» Work required
Using the entries that follow, state how many lines contain the word "field". The response is that number and nothing more.

» Saved entries

==========

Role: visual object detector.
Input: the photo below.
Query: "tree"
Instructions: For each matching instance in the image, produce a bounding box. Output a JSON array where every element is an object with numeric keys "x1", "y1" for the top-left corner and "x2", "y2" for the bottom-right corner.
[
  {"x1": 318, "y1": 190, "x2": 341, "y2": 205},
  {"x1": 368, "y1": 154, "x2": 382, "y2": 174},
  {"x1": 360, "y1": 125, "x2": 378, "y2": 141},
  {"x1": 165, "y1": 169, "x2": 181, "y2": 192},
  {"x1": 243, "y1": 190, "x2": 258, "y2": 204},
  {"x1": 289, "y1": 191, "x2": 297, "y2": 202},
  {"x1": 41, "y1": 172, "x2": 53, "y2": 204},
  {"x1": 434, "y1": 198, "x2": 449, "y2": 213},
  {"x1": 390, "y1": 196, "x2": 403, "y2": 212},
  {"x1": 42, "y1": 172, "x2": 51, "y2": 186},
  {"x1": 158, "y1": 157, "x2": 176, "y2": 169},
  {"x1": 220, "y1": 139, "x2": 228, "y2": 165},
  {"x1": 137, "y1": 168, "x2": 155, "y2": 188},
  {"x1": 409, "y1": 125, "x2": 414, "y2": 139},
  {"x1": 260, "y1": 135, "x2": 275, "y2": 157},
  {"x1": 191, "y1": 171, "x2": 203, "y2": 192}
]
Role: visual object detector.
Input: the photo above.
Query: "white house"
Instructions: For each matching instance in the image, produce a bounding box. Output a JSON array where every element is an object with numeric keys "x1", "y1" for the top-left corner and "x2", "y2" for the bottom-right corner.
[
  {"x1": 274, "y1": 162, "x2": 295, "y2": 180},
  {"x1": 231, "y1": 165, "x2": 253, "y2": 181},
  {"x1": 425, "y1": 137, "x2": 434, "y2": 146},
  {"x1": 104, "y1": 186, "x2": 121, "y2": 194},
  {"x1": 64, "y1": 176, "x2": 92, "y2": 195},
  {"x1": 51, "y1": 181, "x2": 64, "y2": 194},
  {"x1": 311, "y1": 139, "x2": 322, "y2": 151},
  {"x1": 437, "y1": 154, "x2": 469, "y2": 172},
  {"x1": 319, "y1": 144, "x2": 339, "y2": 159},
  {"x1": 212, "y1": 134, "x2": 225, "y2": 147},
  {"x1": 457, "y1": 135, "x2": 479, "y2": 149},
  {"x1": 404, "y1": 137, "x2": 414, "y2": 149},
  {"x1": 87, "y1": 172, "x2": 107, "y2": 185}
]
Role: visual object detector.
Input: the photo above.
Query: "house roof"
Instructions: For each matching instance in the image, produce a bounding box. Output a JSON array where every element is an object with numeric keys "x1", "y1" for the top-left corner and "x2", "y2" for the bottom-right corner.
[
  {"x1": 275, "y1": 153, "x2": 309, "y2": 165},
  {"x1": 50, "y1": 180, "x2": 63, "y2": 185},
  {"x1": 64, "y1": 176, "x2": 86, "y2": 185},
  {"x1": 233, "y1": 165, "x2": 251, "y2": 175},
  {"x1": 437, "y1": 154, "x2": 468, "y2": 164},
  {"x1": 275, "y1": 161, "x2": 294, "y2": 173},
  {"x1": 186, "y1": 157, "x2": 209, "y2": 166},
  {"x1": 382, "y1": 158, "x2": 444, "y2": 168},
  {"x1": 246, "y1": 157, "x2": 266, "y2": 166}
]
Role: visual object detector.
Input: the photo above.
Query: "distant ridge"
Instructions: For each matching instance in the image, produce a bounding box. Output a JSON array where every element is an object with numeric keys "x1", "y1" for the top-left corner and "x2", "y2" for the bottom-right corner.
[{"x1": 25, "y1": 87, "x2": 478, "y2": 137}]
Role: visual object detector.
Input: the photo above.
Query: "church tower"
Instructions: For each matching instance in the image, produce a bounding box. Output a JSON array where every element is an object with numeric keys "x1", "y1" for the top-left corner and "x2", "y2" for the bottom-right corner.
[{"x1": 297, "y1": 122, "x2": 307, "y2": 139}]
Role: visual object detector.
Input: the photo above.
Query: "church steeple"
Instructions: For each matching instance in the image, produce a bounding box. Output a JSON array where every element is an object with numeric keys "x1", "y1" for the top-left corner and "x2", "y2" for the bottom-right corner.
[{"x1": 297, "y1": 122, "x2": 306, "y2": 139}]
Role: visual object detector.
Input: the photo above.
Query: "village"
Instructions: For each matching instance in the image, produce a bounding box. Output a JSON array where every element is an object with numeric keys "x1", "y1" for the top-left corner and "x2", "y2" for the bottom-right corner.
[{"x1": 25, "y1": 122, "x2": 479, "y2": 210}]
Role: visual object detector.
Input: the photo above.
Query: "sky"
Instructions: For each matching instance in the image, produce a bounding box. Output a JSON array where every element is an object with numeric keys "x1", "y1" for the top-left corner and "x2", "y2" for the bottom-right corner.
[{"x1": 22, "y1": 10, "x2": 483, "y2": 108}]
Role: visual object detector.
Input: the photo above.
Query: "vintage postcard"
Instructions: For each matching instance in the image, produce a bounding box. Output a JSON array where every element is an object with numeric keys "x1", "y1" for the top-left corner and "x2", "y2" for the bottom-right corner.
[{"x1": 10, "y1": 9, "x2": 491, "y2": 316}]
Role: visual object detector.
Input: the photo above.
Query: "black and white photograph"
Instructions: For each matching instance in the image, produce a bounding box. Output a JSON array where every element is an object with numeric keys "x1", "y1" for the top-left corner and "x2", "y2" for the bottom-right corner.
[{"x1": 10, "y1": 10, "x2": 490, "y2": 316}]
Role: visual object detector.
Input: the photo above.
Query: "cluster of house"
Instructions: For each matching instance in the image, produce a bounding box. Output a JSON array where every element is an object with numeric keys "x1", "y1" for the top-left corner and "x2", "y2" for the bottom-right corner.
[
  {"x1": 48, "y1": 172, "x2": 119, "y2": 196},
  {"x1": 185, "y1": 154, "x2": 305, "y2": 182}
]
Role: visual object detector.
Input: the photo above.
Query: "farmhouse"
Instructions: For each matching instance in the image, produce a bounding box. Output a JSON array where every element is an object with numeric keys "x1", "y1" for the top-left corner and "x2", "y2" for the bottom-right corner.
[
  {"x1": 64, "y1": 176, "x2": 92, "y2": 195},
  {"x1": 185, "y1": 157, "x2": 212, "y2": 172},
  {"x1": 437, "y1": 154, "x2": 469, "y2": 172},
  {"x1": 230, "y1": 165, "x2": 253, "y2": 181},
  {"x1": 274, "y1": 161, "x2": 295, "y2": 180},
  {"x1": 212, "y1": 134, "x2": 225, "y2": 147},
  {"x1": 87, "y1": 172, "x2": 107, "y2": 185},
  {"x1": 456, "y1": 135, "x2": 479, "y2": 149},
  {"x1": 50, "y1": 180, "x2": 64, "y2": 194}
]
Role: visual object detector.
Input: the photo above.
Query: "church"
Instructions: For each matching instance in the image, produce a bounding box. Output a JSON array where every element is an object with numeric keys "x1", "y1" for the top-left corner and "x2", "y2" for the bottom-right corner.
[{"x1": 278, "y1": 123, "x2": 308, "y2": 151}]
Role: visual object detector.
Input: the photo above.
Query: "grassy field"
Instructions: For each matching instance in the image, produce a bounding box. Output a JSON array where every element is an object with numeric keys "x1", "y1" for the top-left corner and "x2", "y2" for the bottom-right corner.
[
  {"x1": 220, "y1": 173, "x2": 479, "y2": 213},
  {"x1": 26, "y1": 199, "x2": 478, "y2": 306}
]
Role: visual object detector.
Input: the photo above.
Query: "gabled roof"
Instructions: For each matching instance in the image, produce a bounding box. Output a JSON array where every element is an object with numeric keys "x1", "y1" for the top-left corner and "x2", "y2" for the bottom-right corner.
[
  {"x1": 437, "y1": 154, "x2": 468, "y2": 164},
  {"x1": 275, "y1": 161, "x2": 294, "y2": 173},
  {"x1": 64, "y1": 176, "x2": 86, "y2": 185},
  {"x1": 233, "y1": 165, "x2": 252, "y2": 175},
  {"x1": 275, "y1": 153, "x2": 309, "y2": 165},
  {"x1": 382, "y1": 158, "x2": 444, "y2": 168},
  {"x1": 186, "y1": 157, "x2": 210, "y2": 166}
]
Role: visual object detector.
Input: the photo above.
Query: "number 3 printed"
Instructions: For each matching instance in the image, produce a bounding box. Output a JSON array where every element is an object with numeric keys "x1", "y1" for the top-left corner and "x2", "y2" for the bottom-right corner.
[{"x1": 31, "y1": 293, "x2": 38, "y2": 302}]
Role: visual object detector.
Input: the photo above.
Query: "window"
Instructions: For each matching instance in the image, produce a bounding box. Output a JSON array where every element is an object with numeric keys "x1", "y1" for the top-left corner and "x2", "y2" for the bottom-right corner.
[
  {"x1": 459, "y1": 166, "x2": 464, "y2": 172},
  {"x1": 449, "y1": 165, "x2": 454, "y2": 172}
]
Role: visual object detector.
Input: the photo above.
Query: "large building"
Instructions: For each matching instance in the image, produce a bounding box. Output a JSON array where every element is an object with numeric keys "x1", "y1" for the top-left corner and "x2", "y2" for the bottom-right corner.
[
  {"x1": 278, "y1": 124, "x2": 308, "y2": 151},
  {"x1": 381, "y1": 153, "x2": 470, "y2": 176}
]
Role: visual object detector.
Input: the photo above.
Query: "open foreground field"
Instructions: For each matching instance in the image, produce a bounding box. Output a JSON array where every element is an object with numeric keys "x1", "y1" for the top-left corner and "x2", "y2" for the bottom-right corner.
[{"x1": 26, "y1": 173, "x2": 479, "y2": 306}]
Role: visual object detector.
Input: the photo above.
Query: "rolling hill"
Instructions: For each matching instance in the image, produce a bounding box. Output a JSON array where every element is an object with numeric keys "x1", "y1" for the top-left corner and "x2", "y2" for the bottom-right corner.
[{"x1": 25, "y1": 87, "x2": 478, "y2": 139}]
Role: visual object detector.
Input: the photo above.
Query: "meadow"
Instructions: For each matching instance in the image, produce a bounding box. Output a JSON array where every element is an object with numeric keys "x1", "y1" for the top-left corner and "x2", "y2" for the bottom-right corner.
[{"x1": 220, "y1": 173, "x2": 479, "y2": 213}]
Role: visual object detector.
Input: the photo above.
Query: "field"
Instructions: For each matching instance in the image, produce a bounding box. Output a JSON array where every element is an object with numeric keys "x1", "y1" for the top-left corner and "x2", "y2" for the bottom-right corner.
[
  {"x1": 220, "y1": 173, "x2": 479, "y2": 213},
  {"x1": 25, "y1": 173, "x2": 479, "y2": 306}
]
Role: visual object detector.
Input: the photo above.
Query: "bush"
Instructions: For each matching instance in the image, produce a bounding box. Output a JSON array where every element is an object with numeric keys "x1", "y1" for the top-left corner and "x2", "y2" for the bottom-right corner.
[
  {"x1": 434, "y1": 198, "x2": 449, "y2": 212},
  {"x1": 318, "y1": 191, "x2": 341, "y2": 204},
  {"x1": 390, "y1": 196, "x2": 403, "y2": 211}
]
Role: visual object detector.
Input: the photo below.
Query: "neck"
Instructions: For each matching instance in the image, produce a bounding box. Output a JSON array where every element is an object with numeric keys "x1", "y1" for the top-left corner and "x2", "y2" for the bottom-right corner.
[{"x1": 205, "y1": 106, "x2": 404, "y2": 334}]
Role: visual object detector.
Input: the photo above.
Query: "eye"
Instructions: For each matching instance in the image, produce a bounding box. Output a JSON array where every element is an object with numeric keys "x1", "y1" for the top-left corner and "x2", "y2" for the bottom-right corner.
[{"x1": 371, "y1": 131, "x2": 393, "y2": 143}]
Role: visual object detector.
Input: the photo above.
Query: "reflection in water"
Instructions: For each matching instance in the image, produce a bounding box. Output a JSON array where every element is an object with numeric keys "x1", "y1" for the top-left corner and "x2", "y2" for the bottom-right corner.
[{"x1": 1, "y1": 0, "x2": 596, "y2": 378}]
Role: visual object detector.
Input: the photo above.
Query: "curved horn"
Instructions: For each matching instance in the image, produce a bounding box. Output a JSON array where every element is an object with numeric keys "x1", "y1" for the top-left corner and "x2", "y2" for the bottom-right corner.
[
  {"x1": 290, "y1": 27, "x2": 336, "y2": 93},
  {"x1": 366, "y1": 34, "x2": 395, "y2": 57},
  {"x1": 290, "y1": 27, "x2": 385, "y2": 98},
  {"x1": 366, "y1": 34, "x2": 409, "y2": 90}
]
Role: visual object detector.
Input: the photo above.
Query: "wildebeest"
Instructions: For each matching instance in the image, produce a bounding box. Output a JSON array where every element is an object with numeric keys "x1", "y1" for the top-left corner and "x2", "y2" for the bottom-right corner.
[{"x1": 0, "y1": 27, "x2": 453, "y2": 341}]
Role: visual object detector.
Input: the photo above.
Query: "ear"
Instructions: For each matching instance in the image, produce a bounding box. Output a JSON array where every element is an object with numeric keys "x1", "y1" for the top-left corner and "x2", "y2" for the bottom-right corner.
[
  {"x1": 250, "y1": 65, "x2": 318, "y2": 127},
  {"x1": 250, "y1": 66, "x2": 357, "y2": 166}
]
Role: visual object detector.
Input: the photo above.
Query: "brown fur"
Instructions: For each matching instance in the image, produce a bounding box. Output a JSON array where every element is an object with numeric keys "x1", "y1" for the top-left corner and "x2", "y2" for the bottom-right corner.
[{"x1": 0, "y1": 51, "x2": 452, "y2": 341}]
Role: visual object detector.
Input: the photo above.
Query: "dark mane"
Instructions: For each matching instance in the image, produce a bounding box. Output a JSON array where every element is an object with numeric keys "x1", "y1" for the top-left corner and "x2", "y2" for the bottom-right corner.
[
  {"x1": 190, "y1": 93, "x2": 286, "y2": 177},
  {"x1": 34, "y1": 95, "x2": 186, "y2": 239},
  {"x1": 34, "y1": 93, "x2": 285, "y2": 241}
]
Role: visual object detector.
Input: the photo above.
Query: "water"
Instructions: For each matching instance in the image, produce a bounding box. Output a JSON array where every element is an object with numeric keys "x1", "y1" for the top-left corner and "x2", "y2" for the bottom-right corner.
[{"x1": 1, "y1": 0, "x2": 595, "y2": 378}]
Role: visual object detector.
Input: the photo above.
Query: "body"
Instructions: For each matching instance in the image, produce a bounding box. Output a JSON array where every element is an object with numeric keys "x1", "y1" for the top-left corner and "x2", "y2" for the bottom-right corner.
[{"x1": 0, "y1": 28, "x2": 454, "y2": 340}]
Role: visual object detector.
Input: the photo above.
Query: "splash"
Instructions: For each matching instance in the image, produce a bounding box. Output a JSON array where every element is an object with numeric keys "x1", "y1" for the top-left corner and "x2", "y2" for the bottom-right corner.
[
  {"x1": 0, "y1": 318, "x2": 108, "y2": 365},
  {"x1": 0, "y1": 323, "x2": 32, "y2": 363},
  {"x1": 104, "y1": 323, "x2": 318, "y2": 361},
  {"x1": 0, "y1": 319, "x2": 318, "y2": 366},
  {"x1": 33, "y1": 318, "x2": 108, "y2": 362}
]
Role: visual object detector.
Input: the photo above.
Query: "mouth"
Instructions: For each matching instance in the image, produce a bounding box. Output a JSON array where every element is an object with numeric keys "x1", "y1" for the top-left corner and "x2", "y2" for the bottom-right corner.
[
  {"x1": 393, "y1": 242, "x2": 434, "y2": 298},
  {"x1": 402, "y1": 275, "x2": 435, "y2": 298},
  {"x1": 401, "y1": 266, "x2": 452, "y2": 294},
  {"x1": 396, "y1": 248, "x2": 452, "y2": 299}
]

==========

» Result of the task
3